### TASK DESCRIPTION:
Copy the part of the records below that opens with the line containing "target | striped undershirt" and closes with the line containing "x=81, y=141", both lines included. Reproduce every line unchanged.

### RECORDS SHOWN:
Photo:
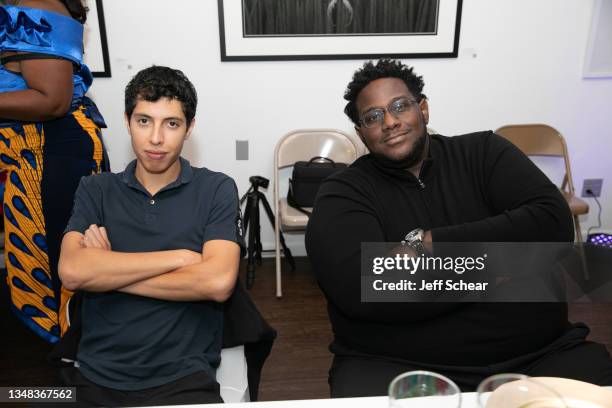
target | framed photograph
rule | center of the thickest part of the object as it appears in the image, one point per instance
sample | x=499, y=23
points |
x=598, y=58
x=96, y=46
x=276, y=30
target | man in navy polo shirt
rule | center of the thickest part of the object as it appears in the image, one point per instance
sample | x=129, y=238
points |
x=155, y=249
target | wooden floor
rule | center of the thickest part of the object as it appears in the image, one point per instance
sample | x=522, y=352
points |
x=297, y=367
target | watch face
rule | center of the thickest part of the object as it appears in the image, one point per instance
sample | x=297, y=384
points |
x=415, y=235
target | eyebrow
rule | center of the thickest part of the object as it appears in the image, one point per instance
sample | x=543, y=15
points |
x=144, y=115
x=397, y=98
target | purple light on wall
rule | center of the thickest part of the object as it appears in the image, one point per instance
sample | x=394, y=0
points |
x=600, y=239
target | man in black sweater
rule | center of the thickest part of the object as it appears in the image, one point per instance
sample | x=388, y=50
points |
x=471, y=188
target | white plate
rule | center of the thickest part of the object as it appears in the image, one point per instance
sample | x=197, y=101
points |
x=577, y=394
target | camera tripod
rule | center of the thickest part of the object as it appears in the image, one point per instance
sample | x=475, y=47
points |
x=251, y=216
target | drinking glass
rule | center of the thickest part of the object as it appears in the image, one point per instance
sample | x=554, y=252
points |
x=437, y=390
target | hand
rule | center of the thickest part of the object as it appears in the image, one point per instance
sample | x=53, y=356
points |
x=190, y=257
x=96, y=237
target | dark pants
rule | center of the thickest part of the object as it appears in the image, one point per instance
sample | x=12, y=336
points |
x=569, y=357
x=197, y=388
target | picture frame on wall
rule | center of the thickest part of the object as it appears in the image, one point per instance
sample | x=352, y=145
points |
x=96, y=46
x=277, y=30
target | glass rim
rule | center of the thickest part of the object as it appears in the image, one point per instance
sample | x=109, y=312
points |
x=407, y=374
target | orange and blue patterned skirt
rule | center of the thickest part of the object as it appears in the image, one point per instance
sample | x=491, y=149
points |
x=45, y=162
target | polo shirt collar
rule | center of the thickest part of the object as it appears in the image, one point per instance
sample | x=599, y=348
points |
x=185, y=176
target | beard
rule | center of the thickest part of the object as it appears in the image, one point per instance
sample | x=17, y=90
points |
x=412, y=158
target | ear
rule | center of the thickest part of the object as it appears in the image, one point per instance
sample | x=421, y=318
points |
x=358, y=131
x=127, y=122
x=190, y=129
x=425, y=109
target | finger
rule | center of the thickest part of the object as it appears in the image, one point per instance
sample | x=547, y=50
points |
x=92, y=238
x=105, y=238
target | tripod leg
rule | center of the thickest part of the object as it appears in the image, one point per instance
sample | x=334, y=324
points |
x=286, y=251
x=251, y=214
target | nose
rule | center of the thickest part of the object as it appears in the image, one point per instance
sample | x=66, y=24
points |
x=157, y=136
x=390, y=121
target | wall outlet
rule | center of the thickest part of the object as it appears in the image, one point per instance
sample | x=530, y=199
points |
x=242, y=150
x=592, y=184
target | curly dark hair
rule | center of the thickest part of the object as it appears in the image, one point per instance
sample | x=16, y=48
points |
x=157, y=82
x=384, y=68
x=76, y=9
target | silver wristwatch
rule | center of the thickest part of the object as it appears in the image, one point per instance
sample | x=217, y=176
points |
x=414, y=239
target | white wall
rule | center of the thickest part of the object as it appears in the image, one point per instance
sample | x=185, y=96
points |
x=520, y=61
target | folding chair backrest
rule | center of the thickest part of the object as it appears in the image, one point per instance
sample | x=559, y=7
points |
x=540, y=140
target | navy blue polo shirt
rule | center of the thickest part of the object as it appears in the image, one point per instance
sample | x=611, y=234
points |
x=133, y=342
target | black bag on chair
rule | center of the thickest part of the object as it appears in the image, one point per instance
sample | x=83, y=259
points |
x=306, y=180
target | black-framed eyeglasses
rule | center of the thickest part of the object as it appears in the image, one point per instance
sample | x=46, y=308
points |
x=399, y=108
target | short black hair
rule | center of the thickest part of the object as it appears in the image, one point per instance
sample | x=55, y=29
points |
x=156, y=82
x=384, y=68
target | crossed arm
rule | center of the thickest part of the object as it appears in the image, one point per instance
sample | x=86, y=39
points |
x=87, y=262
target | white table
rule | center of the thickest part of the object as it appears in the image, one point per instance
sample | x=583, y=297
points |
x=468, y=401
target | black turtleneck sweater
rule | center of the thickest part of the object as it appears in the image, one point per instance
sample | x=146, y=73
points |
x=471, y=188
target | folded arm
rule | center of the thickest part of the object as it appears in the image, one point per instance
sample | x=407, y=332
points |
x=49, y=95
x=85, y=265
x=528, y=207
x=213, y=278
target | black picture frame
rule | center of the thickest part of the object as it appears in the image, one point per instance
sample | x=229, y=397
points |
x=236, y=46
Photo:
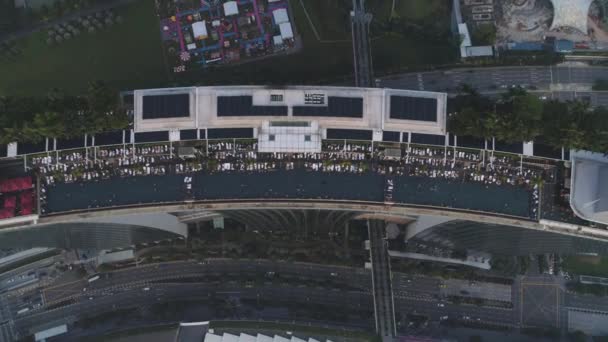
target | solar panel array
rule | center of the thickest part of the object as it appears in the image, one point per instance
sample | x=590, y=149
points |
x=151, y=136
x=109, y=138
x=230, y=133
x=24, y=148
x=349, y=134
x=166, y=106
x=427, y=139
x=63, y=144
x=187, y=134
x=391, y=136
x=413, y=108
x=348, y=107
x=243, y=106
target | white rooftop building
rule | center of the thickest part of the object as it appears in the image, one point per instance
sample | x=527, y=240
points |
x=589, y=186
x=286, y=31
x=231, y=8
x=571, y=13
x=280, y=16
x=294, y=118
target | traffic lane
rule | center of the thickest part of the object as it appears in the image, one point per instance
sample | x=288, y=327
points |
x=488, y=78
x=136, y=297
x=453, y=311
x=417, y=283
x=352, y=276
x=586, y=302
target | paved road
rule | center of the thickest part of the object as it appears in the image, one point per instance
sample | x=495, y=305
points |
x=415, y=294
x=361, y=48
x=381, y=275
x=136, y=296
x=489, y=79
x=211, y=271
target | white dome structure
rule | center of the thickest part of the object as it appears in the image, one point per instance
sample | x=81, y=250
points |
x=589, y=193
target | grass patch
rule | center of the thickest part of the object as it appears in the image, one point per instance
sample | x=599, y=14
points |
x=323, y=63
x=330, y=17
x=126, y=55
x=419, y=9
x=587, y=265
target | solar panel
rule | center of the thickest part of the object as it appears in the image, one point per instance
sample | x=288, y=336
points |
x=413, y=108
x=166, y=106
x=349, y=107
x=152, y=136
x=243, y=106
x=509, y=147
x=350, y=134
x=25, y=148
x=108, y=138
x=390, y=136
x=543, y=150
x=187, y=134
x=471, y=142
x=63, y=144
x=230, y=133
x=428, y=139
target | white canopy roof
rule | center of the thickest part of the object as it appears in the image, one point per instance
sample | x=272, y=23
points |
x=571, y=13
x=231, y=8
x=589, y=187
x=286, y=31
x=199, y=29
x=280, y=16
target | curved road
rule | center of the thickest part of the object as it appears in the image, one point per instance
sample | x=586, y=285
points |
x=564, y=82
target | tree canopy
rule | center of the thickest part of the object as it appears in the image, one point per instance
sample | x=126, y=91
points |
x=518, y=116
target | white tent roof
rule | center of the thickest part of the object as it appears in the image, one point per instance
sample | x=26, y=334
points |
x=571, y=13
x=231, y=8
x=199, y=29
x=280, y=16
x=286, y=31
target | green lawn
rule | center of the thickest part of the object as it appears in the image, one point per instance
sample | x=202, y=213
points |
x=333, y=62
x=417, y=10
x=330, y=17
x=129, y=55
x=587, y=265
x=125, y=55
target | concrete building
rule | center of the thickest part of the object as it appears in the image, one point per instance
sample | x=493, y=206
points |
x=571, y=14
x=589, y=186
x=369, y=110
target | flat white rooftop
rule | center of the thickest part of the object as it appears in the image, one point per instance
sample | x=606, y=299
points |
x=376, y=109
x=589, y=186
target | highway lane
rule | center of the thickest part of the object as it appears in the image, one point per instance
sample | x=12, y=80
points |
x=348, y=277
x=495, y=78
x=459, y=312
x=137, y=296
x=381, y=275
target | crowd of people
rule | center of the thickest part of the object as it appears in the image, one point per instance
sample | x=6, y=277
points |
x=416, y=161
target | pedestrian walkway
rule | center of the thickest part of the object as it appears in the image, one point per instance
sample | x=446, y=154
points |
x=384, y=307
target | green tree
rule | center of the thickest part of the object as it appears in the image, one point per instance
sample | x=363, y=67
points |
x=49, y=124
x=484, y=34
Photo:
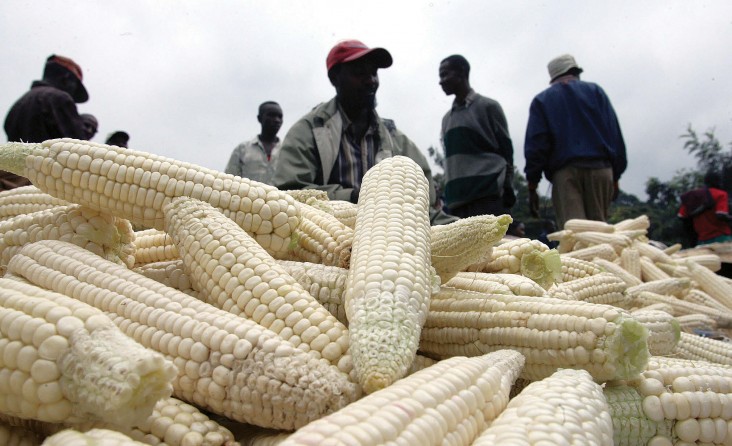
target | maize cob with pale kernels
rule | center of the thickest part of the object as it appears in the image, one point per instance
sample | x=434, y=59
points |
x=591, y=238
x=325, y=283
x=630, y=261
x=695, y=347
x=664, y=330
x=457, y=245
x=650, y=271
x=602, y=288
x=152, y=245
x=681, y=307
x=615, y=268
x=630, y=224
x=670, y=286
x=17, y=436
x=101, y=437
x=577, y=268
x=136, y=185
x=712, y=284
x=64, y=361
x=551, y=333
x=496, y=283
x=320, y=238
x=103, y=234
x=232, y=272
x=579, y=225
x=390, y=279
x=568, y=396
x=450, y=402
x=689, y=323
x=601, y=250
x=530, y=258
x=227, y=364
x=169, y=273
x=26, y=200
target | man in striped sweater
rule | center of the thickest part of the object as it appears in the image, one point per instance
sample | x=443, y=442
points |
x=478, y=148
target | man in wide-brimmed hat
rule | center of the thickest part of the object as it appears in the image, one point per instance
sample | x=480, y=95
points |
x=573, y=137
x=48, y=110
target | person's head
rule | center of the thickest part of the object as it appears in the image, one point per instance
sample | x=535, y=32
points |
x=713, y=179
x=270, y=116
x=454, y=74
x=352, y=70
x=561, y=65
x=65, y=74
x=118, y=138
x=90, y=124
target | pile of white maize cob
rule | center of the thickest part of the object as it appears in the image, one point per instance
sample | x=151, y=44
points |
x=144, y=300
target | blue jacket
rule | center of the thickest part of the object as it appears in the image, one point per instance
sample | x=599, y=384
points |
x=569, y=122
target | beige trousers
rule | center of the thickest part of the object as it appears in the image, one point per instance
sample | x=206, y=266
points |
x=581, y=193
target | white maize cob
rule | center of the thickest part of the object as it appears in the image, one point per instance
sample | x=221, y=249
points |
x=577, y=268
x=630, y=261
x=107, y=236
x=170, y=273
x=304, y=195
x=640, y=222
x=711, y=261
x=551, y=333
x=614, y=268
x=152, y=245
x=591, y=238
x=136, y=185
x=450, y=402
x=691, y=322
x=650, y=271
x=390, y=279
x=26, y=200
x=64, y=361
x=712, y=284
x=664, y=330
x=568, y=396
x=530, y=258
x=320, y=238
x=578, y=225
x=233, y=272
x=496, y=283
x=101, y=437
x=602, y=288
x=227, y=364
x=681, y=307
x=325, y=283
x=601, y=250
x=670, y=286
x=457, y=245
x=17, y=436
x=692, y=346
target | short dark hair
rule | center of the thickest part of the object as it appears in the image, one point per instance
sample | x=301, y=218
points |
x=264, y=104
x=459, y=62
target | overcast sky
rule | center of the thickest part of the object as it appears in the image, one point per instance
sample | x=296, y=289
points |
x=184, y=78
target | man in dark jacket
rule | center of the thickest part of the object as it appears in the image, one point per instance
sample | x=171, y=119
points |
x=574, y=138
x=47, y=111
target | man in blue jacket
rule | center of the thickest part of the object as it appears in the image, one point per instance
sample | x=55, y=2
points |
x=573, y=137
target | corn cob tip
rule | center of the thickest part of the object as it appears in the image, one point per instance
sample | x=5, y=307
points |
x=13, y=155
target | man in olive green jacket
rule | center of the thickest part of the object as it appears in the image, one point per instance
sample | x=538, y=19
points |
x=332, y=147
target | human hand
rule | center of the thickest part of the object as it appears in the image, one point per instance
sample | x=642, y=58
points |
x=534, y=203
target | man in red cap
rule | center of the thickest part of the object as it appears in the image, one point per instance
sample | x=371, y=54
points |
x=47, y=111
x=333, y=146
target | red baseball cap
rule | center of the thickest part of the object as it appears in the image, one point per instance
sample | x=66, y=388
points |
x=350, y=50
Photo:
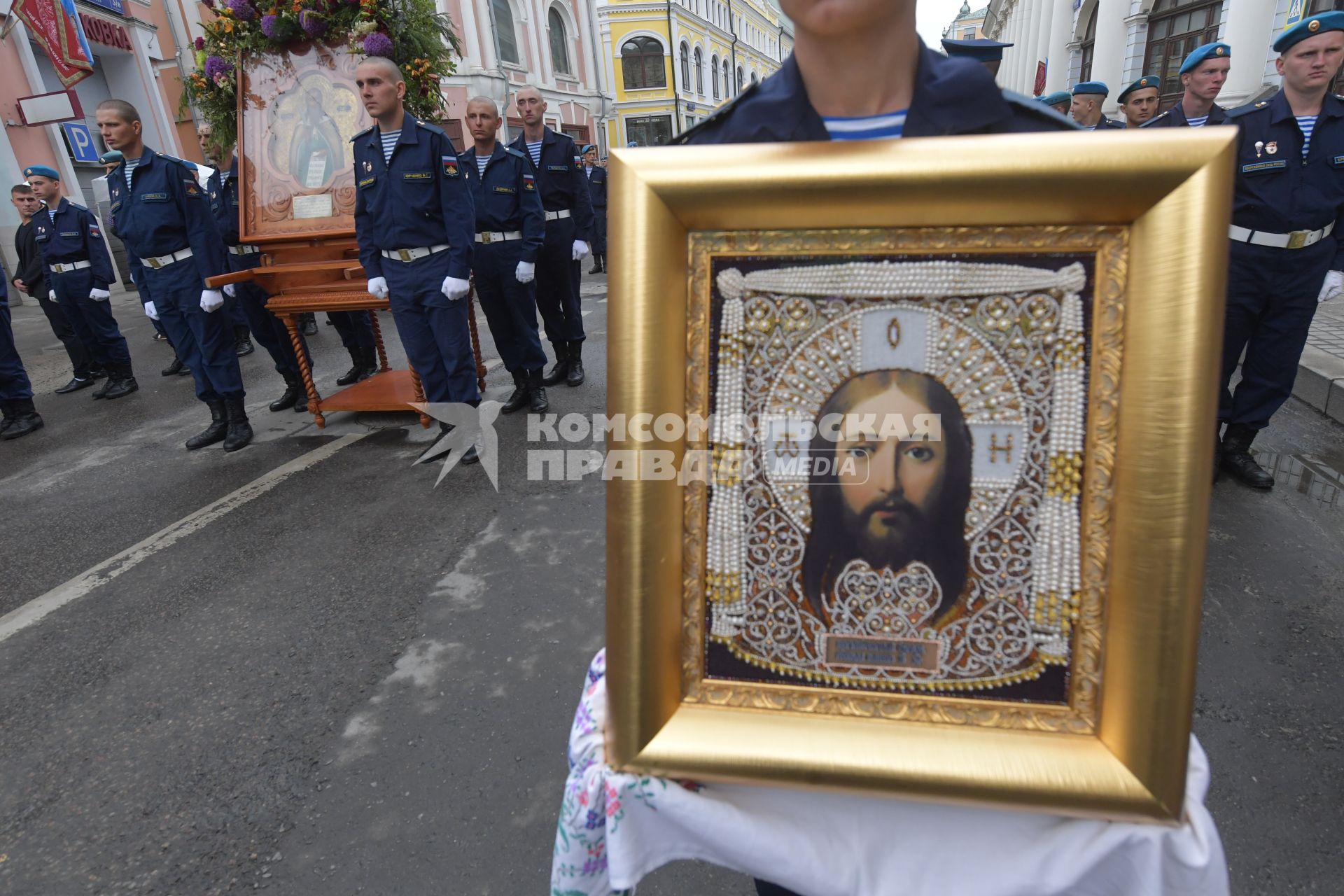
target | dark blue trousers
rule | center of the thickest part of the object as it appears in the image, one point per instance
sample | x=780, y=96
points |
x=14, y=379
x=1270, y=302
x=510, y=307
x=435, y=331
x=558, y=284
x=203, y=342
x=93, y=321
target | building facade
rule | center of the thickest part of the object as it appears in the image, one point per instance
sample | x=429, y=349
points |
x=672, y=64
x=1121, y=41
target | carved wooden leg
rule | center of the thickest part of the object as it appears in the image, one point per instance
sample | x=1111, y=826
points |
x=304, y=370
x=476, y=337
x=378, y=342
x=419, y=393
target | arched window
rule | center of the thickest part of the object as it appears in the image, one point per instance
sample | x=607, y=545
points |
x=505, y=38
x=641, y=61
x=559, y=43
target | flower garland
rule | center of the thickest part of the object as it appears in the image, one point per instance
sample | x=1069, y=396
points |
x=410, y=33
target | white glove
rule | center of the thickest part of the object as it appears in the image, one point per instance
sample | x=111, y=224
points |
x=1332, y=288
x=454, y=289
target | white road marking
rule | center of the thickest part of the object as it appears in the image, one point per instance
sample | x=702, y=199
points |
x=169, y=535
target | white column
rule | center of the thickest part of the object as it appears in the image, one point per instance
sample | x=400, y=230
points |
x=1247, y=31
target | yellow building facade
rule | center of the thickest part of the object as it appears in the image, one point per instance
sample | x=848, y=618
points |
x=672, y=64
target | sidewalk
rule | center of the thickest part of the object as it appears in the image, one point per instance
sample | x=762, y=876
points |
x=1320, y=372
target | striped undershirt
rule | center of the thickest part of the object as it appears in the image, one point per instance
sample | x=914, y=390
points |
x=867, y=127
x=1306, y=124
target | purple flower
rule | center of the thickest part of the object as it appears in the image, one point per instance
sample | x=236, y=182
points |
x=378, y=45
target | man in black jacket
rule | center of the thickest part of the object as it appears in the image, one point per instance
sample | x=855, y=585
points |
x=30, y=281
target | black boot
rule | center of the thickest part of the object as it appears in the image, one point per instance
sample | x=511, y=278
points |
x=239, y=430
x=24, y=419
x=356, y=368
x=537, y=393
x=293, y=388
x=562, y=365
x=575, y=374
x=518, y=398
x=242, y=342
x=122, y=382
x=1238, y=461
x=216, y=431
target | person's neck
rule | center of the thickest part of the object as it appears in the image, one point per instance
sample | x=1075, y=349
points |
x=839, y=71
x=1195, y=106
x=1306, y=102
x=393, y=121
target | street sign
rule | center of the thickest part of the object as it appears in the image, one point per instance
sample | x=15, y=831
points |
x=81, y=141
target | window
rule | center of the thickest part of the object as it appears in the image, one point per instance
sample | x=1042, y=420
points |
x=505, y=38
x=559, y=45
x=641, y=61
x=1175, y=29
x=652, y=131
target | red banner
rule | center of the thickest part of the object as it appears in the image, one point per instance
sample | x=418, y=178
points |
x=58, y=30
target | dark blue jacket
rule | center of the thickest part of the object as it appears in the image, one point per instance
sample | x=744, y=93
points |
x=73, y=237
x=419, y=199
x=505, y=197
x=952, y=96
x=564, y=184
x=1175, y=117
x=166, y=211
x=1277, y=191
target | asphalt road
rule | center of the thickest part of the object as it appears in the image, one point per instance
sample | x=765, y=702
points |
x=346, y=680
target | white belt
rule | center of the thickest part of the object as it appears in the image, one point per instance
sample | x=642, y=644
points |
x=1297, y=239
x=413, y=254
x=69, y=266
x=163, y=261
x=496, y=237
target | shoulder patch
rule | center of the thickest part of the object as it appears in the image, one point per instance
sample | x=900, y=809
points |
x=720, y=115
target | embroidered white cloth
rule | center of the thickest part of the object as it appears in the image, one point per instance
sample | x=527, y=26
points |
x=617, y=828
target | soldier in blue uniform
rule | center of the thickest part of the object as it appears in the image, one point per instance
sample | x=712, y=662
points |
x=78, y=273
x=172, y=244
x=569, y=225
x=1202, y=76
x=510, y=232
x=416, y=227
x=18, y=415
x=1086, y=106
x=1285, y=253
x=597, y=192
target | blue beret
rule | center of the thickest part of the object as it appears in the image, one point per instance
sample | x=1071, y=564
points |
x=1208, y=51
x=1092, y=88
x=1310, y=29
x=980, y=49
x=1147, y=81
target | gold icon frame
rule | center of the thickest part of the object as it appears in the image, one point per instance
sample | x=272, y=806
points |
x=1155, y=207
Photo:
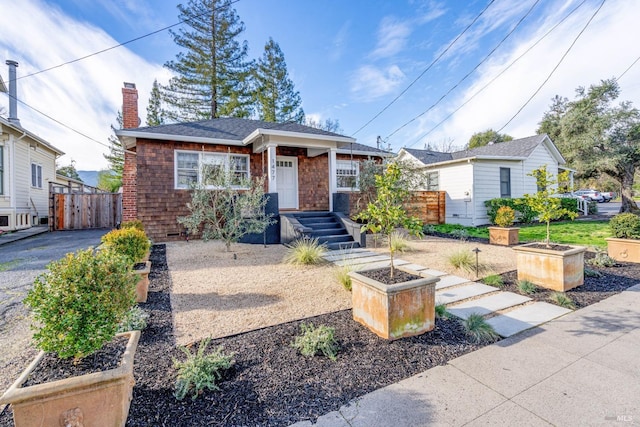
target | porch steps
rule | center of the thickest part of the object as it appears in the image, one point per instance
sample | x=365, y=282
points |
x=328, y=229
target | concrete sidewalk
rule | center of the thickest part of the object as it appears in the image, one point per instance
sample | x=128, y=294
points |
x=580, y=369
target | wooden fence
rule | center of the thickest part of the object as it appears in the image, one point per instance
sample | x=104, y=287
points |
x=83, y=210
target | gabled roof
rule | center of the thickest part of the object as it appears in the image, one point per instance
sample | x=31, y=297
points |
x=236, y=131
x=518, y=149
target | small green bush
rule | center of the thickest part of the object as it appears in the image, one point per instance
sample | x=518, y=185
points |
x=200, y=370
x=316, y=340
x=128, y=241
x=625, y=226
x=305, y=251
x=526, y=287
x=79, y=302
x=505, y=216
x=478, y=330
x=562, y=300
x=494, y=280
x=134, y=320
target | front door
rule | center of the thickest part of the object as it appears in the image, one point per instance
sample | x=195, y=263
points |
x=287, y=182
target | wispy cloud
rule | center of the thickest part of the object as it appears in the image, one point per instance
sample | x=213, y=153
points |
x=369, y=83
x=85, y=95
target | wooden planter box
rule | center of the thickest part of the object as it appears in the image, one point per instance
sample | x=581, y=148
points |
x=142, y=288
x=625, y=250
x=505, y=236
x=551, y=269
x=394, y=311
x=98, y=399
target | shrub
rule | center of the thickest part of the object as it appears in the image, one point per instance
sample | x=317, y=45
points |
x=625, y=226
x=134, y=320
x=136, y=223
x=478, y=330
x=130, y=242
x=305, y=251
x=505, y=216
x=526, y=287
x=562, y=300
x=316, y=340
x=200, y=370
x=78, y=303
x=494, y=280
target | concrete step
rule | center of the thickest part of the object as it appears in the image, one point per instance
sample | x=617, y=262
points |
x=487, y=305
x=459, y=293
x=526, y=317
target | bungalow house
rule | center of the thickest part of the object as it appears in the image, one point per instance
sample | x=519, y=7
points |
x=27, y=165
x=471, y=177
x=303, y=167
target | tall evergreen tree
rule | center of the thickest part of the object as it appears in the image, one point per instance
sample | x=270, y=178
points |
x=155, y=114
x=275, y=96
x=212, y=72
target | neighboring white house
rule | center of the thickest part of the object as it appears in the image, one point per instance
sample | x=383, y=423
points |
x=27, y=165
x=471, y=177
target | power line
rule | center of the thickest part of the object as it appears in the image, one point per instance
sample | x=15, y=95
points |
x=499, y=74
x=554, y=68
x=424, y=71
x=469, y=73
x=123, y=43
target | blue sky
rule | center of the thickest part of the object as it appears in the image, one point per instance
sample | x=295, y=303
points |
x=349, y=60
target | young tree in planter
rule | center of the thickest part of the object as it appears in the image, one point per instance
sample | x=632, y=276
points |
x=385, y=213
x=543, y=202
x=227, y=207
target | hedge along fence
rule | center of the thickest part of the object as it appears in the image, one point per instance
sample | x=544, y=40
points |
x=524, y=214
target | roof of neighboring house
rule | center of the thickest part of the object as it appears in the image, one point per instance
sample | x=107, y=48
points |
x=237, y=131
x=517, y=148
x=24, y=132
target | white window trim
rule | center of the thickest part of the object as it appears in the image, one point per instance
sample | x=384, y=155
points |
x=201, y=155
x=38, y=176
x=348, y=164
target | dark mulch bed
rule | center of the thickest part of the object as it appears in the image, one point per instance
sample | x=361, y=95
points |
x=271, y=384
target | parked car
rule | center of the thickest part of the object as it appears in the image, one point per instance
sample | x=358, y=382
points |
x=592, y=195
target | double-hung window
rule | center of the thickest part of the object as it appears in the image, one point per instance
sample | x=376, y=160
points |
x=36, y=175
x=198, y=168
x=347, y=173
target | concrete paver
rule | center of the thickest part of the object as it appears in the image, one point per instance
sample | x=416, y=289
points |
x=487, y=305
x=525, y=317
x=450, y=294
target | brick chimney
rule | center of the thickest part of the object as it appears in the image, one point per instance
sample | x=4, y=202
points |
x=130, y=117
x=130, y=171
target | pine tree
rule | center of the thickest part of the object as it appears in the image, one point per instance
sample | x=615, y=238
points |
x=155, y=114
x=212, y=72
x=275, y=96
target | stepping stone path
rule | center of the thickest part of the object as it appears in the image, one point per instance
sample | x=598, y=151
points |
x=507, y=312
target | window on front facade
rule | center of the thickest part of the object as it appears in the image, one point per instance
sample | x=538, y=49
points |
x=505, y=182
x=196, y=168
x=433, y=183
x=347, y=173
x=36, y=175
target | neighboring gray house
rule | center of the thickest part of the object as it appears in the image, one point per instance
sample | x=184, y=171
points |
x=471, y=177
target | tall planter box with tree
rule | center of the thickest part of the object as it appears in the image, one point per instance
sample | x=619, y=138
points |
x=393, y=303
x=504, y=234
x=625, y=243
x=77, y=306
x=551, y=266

### FINAL ANSWER:
target | striped undershirt
rule | center of the thickest part of the object as it appears in the image, one point per instance
sample | x=914, y=390
points |
x=867, y=127
x=1306, y=124
target | purple flower
rule | center of the thickest part of the object as it appears in the image, one point per instance
sample | x=236, y=182
points |
x=378, y=45
target | man in black jacket
rule | center of the thickest part of the object as it appears in the image, one point per instance
sample | x=855, y=585
points |
x=30, y=281
target | black boot
rule | center of the thickest part of the object as it appears in the image, one point per instance
sample | x=511, y=278
points |
x=239, y=430
x=24, y=419
x=356, y=368
x=537, y=393
x=293, y=388
x=562, y=365
x=575, y=374
x=518, y=398
x=242, y=342
x=122, y=382
x=1238, y=461
x=216, y=431
target | person's neck
rule | center of the thickest part of the object as it appears in the image, one point per instance
sample | x=1075, y=349
points |
x=839, y=71
x=1195, y=106
x=1306, y=102
x=393, y=121
target | street sign
rule | center of the thickest part of the object as it appears in the image, one point per instance
sample | x=15, y=831
points |
x=81, y=141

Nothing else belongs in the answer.